### [ACTION ITEM]
Go to the line containing "Phrase: forest background" in the listing below. Output that line and each later one exactly.

- - - - -

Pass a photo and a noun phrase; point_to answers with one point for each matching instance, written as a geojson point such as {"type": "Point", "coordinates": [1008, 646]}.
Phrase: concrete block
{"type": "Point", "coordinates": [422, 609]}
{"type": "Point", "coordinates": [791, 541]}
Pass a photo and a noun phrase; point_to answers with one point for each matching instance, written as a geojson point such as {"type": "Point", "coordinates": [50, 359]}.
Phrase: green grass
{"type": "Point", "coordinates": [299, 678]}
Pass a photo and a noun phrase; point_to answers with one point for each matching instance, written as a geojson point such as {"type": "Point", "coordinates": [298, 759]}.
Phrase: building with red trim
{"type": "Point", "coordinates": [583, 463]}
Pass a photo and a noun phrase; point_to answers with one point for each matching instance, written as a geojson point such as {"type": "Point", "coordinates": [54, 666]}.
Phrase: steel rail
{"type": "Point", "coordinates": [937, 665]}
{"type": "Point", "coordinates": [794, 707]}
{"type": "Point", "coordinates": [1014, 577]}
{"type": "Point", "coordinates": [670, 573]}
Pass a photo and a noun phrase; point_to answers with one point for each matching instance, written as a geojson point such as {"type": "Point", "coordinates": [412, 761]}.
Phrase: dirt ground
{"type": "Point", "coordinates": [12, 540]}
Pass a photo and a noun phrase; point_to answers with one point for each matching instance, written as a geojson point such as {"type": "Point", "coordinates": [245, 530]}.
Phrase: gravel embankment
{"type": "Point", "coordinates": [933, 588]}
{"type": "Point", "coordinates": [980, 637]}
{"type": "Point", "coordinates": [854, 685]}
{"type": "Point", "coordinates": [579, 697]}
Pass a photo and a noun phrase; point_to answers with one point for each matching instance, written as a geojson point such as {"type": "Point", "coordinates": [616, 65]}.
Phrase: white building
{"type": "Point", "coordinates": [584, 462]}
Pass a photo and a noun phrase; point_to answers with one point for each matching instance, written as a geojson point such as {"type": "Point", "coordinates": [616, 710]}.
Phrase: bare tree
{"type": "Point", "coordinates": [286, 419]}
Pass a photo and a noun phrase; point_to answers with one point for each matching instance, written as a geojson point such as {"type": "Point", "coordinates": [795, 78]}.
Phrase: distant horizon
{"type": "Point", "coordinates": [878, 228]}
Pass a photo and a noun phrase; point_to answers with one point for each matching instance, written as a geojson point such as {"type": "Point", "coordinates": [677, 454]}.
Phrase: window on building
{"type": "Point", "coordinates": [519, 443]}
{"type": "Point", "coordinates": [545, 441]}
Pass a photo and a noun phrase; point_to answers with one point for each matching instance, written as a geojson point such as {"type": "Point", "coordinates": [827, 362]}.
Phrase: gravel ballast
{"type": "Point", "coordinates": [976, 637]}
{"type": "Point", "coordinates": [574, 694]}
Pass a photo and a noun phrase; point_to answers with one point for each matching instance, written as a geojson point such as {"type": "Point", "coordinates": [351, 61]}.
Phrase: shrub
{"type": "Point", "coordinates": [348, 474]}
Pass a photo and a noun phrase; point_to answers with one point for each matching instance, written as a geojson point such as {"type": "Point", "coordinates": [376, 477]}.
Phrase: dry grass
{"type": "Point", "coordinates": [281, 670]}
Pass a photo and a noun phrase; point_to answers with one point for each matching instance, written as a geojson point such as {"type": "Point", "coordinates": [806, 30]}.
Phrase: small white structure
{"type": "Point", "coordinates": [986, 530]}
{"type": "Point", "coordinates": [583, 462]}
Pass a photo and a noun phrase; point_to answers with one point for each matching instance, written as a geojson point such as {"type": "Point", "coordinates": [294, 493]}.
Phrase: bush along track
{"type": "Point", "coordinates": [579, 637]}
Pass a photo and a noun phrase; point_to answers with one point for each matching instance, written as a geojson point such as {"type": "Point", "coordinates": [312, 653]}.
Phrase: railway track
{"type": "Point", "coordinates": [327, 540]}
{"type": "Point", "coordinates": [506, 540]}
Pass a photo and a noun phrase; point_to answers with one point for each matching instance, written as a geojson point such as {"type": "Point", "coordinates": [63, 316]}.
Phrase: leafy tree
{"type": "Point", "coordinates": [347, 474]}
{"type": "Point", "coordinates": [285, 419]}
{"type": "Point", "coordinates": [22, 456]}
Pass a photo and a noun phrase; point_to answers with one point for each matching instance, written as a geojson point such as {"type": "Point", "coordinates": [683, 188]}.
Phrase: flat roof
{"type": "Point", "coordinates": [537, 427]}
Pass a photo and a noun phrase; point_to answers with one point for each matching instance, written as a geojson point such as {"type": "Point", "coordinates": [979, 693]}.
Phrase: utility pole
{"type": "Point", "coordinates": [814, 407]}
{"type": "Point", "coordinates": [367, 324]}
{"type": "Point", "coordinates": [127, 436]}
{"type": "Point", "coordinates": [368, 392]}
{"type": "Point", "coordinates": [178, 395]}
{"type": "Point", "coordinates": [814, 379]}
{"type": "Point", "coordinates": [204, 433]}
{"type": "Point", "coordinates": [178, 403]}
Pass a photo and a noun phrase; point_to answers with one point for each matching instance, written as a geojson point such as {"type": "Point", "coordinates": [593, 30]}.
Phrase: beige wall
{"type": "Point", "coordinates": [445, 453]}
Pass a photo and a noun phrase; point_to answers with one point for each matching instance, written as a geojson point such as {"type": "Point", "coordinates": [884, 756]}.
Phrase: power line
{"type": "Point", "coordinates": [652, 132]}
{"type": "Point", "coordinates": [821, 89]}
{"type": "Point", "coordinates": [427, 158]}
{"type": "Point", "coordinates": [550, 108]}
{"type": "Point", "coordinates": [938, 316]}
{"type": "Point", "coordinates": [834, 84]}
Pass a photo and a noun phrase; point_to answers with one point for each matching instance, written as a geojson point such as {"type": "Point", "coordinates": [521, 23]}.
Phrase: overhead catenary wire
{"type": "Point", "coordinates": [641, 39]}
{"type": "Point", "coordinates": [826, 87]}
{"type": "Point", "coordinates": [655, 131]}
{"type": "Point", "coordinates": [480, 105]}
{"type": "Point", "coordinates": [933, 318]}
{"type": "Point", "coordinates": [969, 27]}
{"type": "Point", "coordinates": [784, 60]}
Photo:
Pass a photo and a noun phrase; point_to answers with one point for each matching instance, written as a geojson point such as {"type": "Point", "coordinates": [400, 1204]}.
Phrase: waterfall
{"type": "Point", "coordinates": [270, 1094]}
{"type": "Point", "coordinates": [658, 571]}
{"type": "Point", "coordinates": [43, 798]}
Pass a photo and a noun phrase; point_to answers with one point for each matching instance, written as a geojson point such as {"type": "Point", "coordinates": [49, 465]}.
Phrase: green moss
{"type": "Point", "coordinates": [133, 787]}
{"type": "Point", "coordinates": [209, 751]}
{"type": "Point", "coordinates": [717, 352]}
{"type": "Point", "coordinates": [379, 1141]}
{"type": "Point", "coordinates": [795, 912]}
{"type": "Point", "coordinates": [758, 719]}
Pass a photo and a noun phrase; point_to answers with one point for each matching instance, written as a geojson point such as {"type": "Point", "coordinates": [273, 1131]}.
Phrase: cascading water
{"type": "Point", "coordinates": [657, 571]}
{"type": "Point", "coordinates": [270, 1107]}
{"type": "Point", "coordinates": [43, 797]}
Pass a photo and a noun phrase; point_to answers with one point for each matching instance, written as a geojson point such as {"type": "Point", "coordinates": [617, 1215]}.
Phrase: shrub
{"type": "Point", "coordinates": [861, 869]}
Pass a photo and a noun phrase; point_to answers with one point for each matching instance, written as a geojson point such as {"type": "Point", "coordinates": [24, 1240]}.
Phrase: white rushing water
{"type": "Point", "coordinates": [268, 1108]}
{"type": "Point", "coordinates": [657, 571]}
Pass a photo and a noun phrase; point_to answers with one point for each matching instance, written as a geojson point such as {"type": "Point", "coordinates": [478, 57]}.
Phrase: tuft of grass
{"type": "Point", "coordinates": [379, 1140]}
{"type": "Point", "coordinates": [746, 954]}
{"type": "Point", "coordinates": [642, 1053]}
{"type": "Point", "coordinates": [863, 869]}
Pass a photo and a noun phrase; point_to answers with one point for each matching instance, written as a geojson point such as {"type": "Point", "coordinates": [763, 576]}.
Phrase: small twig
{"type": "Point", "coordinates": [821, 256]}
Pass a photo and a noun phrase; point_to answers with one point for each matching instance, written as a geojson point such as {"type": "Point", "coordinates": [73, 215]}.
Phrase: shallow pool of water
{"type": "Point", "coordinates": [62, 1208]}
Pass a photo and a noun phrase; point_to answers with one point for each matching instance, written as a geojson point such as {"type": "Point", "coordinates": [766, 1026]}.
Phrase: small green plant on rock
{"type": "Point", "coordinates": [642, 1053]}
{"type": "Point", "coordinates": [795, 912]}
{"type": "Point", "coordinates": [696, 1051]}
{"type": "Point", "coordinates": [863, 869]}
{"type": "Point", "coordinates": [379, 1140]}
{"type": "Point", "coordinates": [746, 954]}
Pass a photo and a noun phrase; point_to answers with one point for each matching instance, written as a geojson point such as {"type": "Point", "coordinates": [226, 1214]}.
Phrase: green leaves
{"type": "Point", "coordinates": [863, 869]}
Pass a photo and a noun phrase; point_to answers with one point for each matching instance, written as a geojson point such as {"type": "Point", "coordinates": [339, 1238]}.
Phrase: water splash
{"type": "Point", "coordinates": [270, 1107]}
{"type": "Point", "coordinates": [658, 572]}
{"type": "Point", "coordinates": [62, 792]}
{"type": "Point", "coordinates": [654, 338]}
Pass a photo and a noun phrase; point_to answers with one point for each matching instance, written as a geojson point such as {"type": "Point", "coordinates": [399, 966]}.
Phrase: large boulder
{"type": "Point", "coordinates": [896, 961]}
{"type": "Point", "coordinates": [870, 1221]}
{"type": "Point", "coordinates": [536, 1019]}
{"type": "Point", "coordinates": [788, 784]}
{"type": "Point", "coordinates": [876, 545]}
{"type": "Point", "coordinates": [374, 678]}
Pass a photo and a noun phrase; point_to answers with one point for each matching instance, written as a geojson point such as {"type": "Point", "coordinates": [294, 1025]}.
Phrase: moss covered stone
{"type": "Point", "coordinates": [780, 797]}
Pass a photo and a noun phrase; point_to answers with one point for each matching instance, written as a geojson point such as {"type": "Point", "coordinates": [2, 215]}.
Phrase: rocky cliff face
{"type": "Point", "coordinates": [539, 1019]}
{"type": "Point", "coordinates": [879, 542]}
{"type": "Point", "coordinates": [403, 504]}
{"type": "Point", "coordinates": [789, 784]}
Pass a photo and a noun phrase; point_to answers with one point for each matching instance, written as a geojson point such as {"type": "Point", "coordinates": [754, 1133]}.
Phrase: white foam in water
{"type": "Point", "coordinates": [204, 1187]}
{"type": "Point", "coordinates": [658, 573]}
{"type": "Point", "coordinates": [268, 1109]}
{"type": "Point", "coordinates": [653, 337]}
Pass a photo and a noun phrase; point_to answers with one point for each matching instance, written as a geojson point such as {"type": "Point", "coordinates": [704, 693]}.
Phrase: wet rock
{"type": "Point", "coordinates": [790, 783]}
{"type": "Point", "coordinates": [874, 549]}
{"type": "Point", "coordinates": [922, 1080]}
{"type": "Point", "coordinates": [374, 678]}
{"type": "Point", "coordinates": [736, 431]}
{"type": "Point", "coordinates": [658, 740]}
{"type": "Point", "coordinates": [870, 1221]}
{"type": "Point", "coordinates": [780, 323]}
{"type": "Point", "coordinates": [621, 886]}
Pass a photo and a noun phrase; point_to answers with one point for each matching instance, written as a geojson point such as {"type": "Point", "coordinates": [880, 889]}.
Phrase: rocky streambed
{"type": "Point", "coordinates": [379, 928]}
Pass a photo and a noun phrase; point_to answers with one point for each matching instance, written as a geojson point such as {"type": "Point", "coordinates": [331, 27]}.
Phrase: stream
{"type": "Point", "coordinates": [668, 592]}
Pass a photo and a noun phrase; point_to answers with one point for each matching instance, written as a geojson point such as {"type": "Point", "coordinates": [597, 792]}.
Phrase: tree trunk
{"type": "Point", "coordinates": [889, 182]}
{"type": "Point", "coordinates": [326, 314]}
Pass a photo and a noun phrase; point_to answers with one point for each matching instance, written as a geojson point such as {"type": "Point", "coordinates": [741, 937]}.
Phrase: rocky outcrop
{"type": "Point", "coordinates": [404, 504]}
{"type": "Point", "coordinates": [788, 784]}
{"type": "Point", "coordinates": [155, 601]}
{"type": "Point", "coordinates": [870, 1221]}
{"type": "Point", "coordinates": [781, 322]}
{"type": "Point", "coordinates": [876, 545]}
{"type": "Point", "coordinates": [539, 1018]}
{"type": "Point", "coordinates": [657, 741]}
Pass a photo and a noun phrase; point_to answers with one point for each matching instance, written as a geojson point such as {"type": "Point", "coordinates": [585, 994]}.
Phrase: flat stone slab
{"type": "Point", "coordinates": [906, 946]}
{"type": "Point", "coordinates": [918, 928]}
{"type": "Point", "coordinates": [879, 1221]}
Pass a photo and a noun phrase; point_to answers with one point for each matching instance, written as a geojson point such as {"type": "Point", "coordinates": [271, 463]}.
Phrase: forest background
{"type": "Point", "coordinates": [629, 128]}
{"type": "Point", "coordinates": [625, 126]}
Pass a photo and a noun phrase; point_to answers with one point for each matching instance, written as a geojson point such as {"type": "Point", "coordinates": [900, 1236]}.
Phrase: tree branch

- - - - -

### [REPLY]
Phrase: forest background
{"type": "Point", "coordinates": [629, 128]}
{"type": "Point", "coordinates": [625, 126]}
Pass a photo and a noun phrase; point_to answers with one point for each matching instance, written as a geojson point such as {"type": "Point", "coordinates": [900, 1236]}.
Phrase: tree branch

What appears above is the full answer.